> [Exercise instructions]: Copy, character for character, the part of the records below that opens with the line containing "Q: Identify a point on each instance of the white and" and runs through the end of the records.

> [Dataset]:
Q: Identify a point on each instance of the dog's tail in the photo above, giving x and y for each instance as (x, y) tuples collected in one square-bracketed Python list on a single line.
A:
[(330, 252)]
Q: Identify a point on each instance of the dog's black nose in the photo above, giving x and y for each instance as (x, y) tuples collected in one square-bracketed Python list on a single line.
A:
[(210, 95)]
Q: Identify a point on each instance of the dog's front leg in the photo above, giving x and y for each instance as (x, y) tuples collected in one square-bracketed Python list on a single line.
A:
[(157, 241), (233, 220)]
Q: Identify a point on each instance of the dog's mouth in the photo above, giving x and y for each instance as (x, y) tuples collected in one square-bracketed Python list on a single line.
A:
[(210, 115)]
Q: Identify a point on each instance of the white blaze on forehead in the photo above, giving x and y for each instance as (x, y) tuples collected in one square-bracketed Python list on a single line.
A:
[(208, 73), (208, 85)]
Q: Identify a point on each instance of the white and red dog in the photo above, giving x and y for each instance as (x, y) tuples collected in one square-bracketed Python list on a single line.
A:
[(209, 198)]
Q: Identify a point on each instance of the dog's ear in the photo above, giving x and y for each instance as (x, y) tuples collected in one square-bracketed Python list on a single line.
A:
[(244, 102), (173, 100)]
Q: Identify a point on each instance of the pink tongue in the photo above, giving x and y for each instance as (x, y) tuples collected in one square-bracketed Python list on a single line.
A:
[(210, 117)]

> [Solution to this exercise]:
Q: Identify a point on each instance of the white and red dog in the photo above, giving x and y for each instance as (x, y) tuples collected in one square-bracketed Python list on a single line.
A:
[(209, 198)]
Q: Identify a point on each instance of the dog's ear in the photo above, giving x and y for each instance as (x, y) tuples collected in one square-bracketed Python list on a single line.
A:
[(244, 102), (173, 100)]
Q: Identify a point on each instance of the pink tongue in the photo above, giving x and y for each instance as (x, y) tuples collected in one square-bracketed Python list on a single line.
A:
[(210, 117)]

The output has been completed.